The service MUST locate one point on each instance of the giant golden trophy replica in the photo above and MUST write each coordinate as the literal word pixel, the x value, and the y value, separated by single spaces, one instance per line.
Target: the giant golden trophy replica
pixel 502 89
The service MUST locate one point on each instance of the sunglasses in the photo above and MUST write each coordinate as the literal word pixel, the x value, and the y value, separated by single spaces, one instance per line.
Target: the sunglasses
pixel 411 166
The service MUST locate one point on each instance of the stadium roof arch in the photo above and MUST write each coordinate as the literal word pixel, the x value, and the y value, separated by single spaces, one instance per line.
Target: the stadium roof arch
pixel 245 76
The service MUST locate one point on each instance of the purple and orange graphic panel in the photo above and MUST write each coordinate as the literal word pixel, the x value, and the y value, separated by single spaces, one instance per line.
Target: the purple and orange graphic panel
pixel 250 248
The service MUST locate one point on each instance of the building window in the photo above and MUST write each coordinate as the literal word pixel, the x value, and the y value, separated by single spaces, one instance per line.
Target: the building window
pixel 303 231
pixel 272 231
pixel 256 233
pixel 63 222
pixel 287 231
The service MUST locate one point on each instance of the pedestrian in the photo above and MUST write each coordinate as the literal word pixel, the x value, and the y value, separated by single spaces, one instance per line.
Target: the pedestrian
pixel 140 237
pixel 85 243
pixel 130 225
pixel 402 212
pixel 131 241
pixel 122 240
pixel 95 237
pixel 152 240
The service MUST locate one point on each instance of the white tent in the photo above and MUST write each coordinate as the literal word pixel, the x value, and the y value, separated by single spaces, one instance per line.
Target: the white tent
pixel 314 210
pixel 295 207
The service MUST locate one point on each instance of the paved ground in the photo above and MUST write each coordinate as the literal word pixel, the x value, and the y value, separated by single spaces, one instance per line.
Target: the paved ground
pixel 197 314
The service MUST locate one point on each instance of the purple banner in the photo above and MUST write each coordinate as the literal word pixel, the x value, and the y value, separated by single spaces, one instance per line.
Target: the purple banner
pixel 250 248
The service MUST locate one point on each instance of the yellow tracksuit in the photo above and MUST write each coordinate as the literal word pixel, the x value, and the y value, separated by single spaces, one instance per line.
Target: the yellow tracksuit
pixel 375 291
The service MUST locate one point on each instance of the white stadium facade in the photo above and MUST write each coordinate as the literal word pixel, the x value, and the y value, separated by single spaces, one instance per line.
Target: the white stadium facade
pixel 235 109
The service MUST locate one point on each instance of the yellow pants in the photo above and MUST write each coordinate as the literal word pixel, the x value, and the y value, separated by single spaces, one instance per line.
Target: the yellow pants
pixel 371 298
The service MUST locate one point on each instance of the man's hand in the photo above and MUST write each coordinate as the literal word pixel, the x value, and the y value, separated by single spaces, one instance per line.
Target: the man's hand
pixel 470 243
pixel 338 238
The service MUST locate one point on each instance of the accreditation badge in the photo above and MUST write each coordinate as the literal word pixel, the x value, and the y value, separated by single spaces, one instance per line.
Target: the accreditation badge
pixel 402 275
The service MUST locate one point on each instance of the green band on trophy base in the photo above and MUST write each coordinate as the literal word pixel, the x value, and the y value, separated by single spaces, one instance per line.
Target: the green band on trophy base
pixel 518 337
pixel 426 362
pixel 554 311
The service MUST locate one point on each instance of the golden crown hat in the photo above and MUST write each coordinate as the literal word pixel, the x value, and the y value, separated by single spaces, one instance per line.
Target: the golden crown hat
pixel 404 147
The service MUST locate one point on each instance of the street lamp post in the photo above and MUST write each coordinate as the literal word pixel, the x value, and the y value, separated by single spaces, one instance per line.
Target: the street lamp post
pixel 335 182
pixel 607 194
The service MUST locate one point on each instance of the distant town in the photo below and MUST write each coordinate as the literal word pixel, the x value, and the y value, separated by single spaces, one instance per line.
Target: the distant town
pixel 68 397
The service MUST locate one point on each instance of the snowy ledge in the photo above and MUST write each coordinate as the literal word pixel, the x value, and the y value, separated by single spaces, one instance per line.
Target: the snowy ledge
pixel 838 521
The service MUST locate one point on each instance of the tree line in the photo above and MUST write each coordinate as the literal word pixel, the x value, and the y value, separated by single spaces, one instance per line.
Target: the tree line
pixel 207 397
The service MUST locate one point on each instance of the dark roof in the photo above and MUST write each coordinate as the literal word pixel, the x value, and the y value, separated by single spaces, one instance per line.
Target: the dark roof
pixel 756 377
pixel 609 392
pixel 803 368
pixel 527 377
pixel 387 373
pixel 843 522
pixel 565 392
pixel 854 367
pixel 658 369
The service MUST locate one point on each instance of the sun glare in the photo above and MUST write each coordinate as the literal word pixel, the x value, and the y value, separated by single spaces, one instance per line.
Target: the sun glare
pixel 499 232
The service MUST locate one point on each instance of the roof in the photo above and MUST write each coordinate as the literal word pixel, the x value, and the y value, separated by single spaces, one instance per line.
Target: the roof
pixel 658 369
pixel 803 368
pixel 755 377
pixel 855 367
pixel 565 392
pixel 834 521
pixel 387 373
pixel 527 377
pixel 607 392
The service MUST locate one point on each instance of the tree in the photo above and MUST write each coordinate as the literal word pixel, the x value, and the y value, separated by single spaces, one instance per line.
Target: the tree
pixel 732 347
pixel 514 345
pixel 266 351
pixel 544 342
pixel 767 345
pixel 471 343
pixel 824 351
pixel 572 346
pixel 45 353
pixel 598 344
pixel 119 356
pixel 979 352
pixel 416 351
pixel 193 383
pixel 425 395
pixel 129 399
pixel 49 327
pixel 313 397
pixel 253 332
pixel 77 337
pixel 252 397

Work required
Make an exact copy of the records.

Worked solution
The service MUST locate one point on each instance of the giant golden trophy replica in the photo above and MUST write each coordinate as the literal word pixel, the x value, and the y value, separated by single spaces, one instance per line.
Target: the giant golden trophy replica
pixel 502 89
The service MUST locate one point on each instance of the sunglasses in the photo above and MUST write each coordinate as the literal word pixel, the x value, and the y value, separated by single spaces, one instance per line.
Target: the sunglasses
pixel 411 166
The service MUST locate one point on each instance of the stadium roof arch in the photo above and MUST write each coordinate as the literal word pixel, the x value, and the y value, separated by single spaces, one instance per line.
Target: the stadium roof arch
pixel 245 76
The service MUST locate one point on each instance of the purple and orange graphic panel in the photo above and MUST write each coordinate as the literal word pixel, the x value, and the y value, separated by single spaces, one instance per line.
Target: the purple and orange graphic panel
pixel 250 248
The service MUST locate one point on each instance of the building window in the photo above and MUST write each coordinate as the literal word pixel, the x value, and the y value, separated by single spaces, one instance per line.
Target: the building window
pixel 303 231
pixel 272 231
pixel 256 233
pixel 63 222
pixel 287 231
The service MUST locate one point on each instance of the pedestrian in the photo above and MUST write each coordinate as the literal word pixel, the x value, and the y value, separated by single spaces, one instance per line.
Target: the pedestrian
pixel 140 237
pixel 85 243
pixel 130 225
pixel 402 212
pixel 131 241
pixel 122 240
pixel 95 237
pixel 152 240
The service MUST locate one point on each instance of the white tent in the photo above and MUST write each coordinate as the literal word pixel, the x value, and the y value, separated by single spaces, one instance per line.
Target: the white tent
pixel 314 210
pixel 295 207
The service MUST locate one point on each instance of the paved ground in the photo above and MUST write each coordinate as the literal word pixel, the x value, and the y value, separated by single spaces, one instance per line.
Target: the paved ground
pixel 197 314
The service MUST locate one point on each instance of the purple banner in the photo above and MUST write each coordinate as the literal word pixel, the x value, and the y value, separated by single spaces, one instance per line.
Target: the purple banner
pixel 250 248
The service MUST locate one point on each instance of the yellow tracksuit in the photo above and MUST write each coordinate as the literal word pixel, the x value, and the y value, separated by single spaces, one instance per line.
Target: the yellow tracksuit
pixel 375 291
The service MUST locate one point on each instance of the white stadium facade in the photo above and MUST write each coordinate as the literal word pixel, the x value, and the y value, separated by single spaces, one instance per line.
Target: the white stadium facade
pixel 235 109
The service MUST locate one point on each instance of the yellow pants in the photo above and MUST write each coordinate as the literal word pixel, the x value, and the y value, separated by single spaces, one instance per line.
Target: the yellow pants
pixel 371 298
The service MUST locate one point on each instance of the man's hand in the photo above and MUST write each coordinate as the literal word pixel, the x value, and the y value, separated by single spaces, one instance per line.
Target: the man's hand
pixel 470 243
pixel 338 238
The service MUST locate one point on each instance of the accreditation badge in the photo above and MUST write each coordinate as the literal word pixel, the x value, and the y value, separated by single spaces, one instance per line.
Target: the accreditation badge
pixel 402 275
The service MUST locate one point on each instance of the green band on trophy base in the photo above and MUST write each coordinate as the literal word pixel, the x value, and the y value, separated by single spaces, one instance per line.
Target: the green band on trophy base
pixel 518 337
pixel 426 362
pixel 554 311
The service MUST locate one point on each instance of the golden crown hat in the photo above and MUST write each coordinate as the literal word pixel, the x value, and the y value, separated by single spaces, one instance per line.
Target: the golden crown hat
pixel 404 147
The service MUST locate one point on each instance of the street lamp post in the photo above and MUST write each coordinate as the literal word pixel, the x value, and the y value, separated by single spaces, one instance per line.
Target: the street lamp post
pixel 335 182
pixel 607 194
The service MUST locate one point on each instance of the distant town in the photo below and MUST write each coordinate as the literal word pixel, the x value, and the y value, separated by single spaces, one instance per line.
Target: the distant town
pixel 68 397
The service MUST locate one point on each instance of the snowy ledge in the photo above and MUST write each coordinate as the literal word pixel, the x value, and the y value, separated by single spaces, one instance per line.
Target: the snowy ledge
pixel 838 521
The service MUST locate one point on each instance of the tree line in the photo above and MUST write each coordinate as the literal word pixel, the x value, and the y value, separated by single spaces, one instance per line.
Target: the tree line
pixel 207 397
The service MUST locate one point on each instance of the dark roof in the photo above and MUST write each coordinate as the literal word pixel, the x value, and the y value, separated by single spaces, one instance per line.
Target: the dark roof
pixel 756 377
pixel 609 392
pixel 803 368
pixel 527 377
pixel 387 373
pixel 843 522
pixel 565 392
pixel 854 367
pixel 658 369
The service MUST locate one point on each instance of the sun glare in the photo above and MUST write each coordinate as the literal word pixel, the x value, and the y value, separated by single spaces, one instance per line.
Target: the sun glare
pixel 499 232
The service MUST locate one point on each instance of the roof in the photo above and MUST write each coordinate as the literal word pixel, the x value, and the y value, separated by single spaces, one instance per line.
Target: the roof
pixel 658 369
pixel 803 368
pixel 755 377
pixel 855 367
pixel 565 392
pixel 834 521
pixel 387 373
pixel 527 377
pixel 607 392
The service MUST locate one point on each instance of the tree in the photo above and MUST write each coordinate as the literal word pixel, the x value, and the y value, separated by single spaces, one instance per line.
Target: the tree
pixel 732 347
pixel 514 345
pixel 266 351
pixel 544 342
pixel 767 345
pixel 471 343
pixel 824 351
pixel 572 346
pixel 45 353
pixel 598 344
pixel 119 356
pixel 979 352
pixel 416 351
pixel 193 383
pixel 425 395
pixel 129 399
pixel 49 327
pixel 313 397
pixel 253 332
pixel 77 337
pixel 252 397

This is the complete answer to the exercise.